▸ PAGE TEXT:
────────

## Import the libraries and modules

In [1]:
from pyspark.sql import SparkSession
from pyspark.sql.functions import *

In [2]:
spark = (SparkSession.builder.appName("read-json-data")\
                             .master("spark://spark-master:7077")\
                             .config("spark.executor.memory", "512m")
                             .getOrCreate())

spark.sparkContext.setLogLevel("ERROR")

Setting default log level to "WARN".
To adjust logging level use sc.setLogLevel(newLevel). For SparkR, use setLogLevel(newLevel).
25/03/08 21:41:06 WARN NativeCodeLoader: Unable to load native-hadoop library for your platform... using builtin-java classes where applicable


## Load the JSON data into Spark Dataframe

In [4]:
df = spark.read.format("json")\
                .option("multiLine", "true")\
                .option("inferSchema", "true")\
                .load("data/nobel_prizes.json")
                

## View the schema

In [5]:
df.printSchema()

root
 |-- category: string (nullable = true)
 |-- laureates: array (nullable = true)
 |    |-- element: struct (containsNull = true)
 |    |    |-- firstname: string (nullable = true)
 |    |    |-- id: string (nullable = true)
 |    |    |-- motivation: string (nullable = true)
 |    |    |-- share: string (nullable = true)
 |    |    |-- surname: string (nullable = true)
 |-- overallMotivation: string (nullable = true)
 |-- year: string (nullable = true)



## View the dataframe

In [6]:
df.show(5)

+----------+--------------------+-----------------+----+
|  category|           laureates|overallMotivation|year|
+----------+--------------------+-----------------+----+
| chemistry|[{Carolyn, 1015, ...|             null|2022|
| economics|[{Ben, 1021, "for...|             null|2022|
|literature|[{Annie, 1017, "f...|             null|2022|
|     peace|[{Ales, 1018, "Th...|             null|2022|
|   physics|[{Alain, 1012, "f...|             null|2022|
+----------+--------------------+-----------------+----+
only showing top 5 rows



## Flatten the nested Stuctures within Json

In [15]:
df_flattened = (df.withColumn("laureates", explode(col("laureates")))\
                  .select(
                          col("category"),\
                          col('year'),
                          col('overallMotivation'),
                          col("laureates.id"),\
                          col('laureates.firstname'),\
                          col('laureates.surname'),\
                          col('laureates.share'),\
                          col('laureates.motivation')))
                        

In [16]:
type(df)

pyspark.sql.dataframe.DataFrame

In [17]:
type(df_flattened)

pyspark.sql.dataframe.DataFrame

In [18]:
df_flattened.show(5)

────────

▸ MATERIAL PROVIDED:
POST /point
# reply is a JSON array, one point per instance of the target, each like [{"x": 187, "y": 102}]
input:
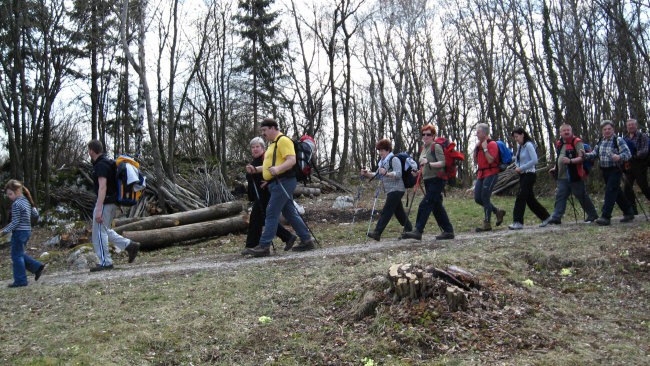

────────

▸ ACTIONS TO TAKE:
1 – What value does the Spark notebook set for "spark.executor.memory"?
2 – Reproduce the Spark notebook text, everything from "## View the schema" down to "id: string (nullable = true)".
3 – Proceed with the Spark notebook on Nobel prize data from the point where it stops.
These lines have nothing to do with the Spark notebook on Nobel prize data.

▸ ANSWERS TO THE PROBLEMS:
1 – 512m

2 –
## View the schema

In [5]:
df.printSchema()

root
 |-- category: string (nullable = true)
 |-- laureates: array (nullable = true)
 |    |-- element: struct (containsNull = true)
 |    |    |-- firstname: string (nullable = true)
 |    |    |-- id: string (nullable = true)

3 –
+---------+----+-----------------+----+---------+---------+-----+--------------------+
| category|year|overallMotivation|  id|firstname|  surname|share|          motivation|
+---------+----+-----------------+----+---------+---------+-----+--------------------+
|chemistry|2022|             null|1015|  Carolyn| Bertozzi|    3|"for the developm...|
|chemistry|2022|             null|1016|   Morten|   Meldal|    3|"for the developm...|
|chemistry|2022|             null| 743|    Barry|Sharpless|    3|"for the developm...|
|economics|2022|             null|1021|      Ben| Bernanke|    3|"for research on ...|
|economics|2022|             null|1022|  Douglas|  Diamond|    3|"for research on ...|
+---------+----+-----------------+----+---------+---------+-----+--------------------+
only showing top 5 rows



In [19]:
schema_dict = {field.name : field.dataType for field in df.schema.fields}
schema_dict

{'category': StringType(),
 'laureates': ArrayType(StructType([StructField('firstname', StringType(), True), StructField('id', StringType(), True), StructField('motivation', StringType(), True), StructField('share', StringType(), True), StructField('surname', StringType(), True)]), True),
 'overallMotivation': StringType(),
 'year': StringType()}

## Enforce our schema

In [25]:
from pyspark.sql.types import StructType, StructField, StringType, IntegerType

In [26]:
json_schema = StructType(
                        [
                         StructField('category',StringType(),True),\
                         StructField('laureates', ArrayType(StructType(
                                                                       [StructField('firstname', StringType(), True),
                                                                        StructField('id', StringType(), True), 
                                                                        StructField('motivation', StringType(), True), 
                                                                        StructField('share', StringType(), True), 
                                                                        StructField('surname', StringType(), True)]), True),True),
 StructField('overallMotivation',StringType(), True),
 StructField('year', IntegerType(),True)
                                     ])


In [27]:
json_df_with_schema = spark.read.format("json")\
                                .schema(json_schema)\
                                .option("multiLine","true")\
                                .option("mode", "permissive")\
                                .option("columnNameOfCorruptRecord", "corrupt_record")\
                                .load("data/nobel_prizes.json")

In [29]:
json_df_with_schema.show(5)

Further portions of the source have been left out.